→ Exercise aim
Below is a set of entries; give all of them again exactly.

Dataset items
┌──
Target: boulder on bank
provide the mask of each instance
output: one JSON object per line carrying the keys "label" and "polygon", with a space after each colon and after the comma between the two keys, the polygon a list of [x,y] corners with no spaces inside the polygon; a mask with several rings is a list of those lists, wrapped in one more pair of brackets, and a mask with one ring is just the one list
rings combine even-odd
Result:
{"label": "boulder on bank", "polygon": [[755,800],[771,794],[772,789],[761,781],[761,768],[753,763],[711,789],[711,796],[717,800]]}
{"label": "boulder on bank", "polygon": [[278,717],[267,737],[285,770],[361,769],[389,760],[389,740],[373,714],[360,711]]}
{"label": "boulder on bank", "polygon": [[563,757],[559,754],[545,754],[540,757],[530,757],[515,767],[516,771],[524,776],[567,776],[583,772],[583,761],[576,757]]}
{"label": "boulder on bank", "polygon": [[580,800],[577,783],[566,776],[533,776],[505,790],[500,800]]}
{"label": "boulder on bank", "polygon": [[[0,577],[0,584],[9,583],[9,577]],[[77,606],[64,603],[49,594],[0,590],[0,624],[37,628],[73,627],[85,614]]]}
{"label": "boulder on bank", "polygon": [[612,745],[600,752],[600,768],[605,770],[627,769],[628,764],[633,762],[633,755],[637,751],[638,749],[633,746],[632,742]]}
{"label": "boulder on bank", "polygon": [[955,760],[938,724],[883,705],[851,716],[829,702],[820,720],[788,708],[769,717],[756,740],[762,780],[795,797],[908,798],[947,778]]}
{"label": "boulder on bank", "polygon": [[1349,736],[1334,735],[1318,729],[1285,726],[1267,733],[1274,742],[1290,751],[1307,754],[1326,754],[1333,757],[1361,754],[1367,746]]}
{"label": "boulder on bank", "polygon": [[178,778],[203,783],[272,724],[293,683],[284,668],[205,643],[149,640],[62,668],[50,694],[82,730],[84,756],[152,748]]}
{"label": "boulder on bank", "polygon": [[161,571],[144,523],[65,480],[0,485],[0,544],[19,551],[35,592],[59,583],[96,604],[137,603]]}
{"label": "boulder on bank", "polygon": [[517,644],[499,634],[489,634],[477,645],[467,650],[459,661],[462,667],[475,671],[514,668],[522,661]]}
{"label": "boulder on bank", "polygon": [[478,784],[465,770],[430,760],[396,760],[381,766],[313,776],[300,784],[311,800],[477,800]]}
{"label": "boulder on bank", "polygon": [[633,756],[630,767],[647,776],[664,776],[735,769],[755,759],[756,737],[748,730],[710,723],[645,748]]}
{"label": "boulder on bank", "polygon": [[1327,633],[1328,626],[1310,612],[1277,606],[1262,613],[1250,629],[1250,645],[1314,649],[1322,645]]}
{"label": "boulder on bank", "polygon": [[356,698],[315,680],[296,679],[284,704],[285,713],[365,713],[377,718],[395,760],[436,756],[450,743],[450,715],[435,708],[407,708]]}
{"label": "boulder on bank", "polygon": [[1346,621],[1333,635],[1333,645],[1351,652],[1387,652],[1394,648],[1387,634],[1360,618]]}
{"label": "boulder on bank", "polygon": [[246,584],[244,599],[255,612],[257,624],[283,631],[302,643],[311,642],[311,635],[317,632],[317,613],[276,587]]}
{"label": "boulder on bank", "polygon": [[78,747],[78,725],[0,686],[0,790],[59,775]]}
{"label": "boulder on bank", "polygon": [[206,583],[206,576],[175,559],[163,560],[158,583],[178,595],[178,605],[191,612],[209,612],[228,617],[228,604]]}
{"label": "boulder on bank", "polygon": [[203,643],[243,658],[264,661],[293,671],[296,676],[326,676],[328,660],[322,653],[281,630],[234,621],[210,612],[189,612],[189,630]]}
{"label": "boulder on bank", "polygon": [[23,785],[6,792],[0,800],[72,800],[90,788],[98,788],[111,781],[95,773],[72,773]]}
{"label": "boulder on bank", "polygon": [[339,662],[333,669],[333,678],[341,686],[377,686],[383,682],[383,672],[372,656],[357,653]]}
└──
→ Response
Target: boulder on bank
provide the mask of each instance
output: one JSON object per line carrying the keys "label" and "polygon", with a space after each colon and after the comma between the two keys, the polygon a list of [x,y] corners with no spaces inside the polygon; a mask with several rings is a list of those lists, wrapped in one more pair of brackets, and a mask with one ring is just the one list
rings combine even-odd
Result:
{"label": "boulder on bank", "polygon": [[755,800],[771,794],[772,789],[761,781],[761,768],[753,763],[711,789],[711,796],[717,800]]}
{"label": "boulder on bank", "polygon": [[278,717],[267,737],[285,770],[361,769],[389,760],[389,740],[373,714],[360,711]]}
{"label": "boulder on bank", "polygon": [[563,757],[559,754],[545,754],[540,757],[530,757],[515,767],[516,771],[524,776],[567,776],[583,772],[583,761],[576,757]]}
{"label": "boulder on bank", "polygon": [[580,800],[577,783],[566,776],[533,776],[505,790],[500,800]]}
{"label": "boulder on bank", "polygon": [[[0,577],[0,584],[9,583],[9,577]],[[77,606],[64,603],[49,594],[0,590],[0,624],[37,628],[73,627],[85,614]]]}
{"label": "boulder on bank", "polygon": [[612,745],[600,752],[600,768],[605,770],[627,769],[628,764],[633,762],[633,755],[637,751],[638,749],[633,746],[632,742]]}
{"label": "boulder on bank", "polygon": [[955,760],[938,724],[883,705],[851,716],[829,702],[820,720],[788,708],[769,717],[756,740],[762,780],[795,797],[908,798],[947,778]]}
{"label": "boulder on bank", "polygon": [[1349,736],[1334,735],[1318,729],[1285,726],[1267,733],[1274,742],[1290,751],[1307,754],[1326,754],[1333,757],[1361,754],[1367,746]]}
{"label": "boulder on bank", "polygon": [[178,778],[203,783],[272,724],[293,683],[284,668],[205,643],[149,640],[62,668],[50,694],[82,730],[84,756],[152,748]]}
{"label": "boulder on bank", "polygon": [[161,571],[144,523],[65,480],[0,485],[0,544],[19,551],[35,592],[59,583],[96,604],[137,603]]}
{"label": "boulder on bank", "polygon": [[517,644],[499,634],[489,634],[477,645],[467,650],[459,661],[462,667],[475,671],[514,668],[522,661]]}
{"label": "boulder on bank", "polygon": [[478,784],[465,770],[430,760],[396,760],[381,766],[313,776],[300,784],[311,800],[477,800]]}
{"label": "boulder on bank", "polygon": [[633,756],[630,767],[647,776],[664,776],[735,769],[755,759],[756,737],[748,730],[710,723],[645,748]]}
{"label": "boulder on bank", "polygon": [[1327,633],[1328,626],[1310,612],[1277,606],[1262,613],[1250,629],[1250,645],[1314,649],[1322,645]]}
{"label": "boulder on bank", "polygon": [[356,698],[315,680],[296,679],[284,704],[285,713],[365,713],[377,718],[395,760],[436,756],[450,743],[450,715],[435,708],[407,708]]}
{"label": "boulder on bank", "polygon": [[1346,621],[1333,635],[1333,645],[1351,652],[1387,652],[1394,648],[1387,634],[1360,618]]}
{"label": "boulder on bank", "polygon": [[246,584],[244,599],[255,612],[257,624],[283,631],[302,643],[311,642],[311,635],[317,632],[317,613],[276,587]]}
{"label": "boulder on bank", "polygon": [[78,747],[78,725],[0,686],[0,790],[59,775]]}
{"label": "boulder on bank", "polygon": [[206,583],[206,576],[175,559],[163,560],[158,583],[178,595],[178,605],[191,612],[209,612],[228,617],[228,604]]}
{"label": "boulder on bank", "polygon": [[203,643],[243,658],[264,661],[293,671],[296,676],[326,676],[328,660],[322,653],[281,630],[234,621],[210,612],[189,612],[189,630]]}
{"label": "boulder on bank", "polygon": [[23,785],[6,792],[0,800],[72,800],[90,788],[98,788],[111,781],[95,773],[72,773]]}
{"label": "boulder on bank", "polygon": [[339,662],[333,669],[333,678],[341,686],[377,686],[383,682],[383,672],[372,656],[357,653]]}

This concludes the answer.